WHAT THE TASK REQUIRES = Return each line of the listing below that contains the word "plaid".

GIVEN RECORDS =
◆ ◆ ◆ ◆ ◆

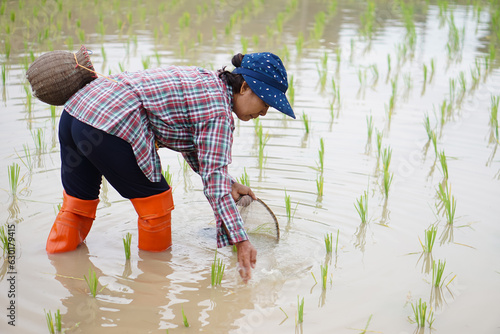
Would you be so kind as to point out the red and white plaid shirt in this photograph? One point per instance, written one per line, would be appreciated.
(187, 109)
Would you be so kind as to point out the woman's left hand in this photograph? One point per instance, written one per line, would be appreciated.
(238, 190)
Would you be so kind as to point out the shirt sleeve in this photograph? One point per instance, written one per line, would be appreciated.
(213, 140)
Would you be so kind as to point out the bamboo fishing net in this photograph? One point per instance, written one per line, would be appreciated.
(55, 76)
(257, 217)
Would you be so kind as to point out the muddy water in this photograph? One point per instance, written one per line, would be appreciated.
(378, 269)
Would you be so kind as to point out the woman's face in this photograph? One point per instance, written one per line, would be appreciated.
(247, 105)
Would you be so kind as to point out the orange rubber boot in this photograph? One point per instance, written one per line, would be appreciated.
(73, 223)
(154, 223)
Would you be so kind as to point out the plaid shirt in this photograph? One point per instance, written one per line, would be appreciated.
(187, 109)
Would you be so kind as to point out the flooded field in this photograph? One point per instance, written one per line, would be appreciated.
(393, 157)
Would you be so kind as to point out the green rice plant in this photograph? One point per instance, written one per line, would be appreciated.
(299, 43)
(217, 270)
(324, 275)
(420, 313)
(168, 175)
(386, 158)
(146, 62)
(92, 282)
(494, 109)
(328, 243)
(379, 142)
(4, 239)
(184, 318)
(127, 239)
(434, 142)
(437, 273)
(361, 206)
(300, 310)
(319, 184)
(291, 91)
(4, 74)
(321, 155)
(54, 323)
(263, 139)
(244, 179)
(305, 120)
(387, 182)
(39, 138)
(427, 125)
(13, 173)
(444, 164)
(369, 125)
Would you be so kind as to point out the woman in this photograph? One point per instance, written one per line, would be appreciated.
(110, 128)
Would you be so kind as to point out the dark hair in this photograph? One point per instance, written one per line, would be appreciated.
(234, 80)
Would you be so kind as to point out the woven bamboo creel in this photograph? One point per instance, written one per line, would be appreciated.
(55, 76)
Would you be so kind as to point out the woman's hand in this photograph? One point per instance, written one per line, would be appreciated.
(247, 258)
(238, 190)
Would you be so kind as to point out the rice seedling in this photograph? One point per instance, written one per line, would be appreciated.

◆ ◆ ◆ ◆ ◆

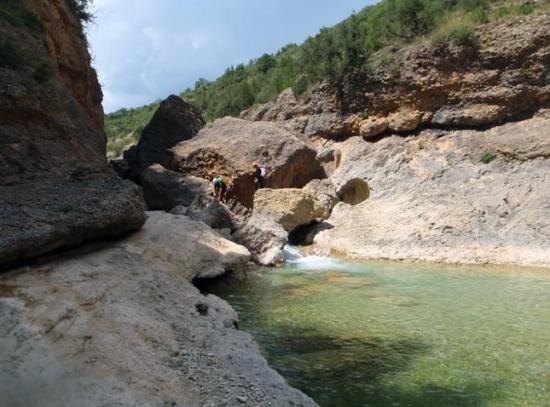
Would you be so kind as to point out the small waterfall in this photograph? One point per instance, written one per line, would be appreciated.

◆ ◆ ◆ ◆ ◆

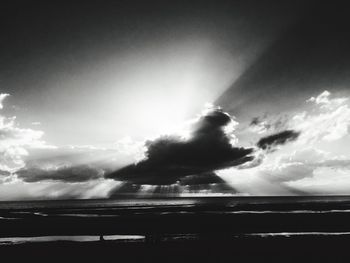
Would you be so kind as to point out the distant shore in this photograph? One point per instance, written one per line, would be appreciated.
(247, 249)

◆ ◆ ◆ ◆ ◆

OUTPUT FOR THIS EXERCISE =
Would you be so kind as to point out the red and white plaid shirt in this photograph? One point per instance, written one per line, would be appreciated.
Would you be so kind as to point out the plaid shirt in this photograph? One point per instance, written one per line, would be appreciated.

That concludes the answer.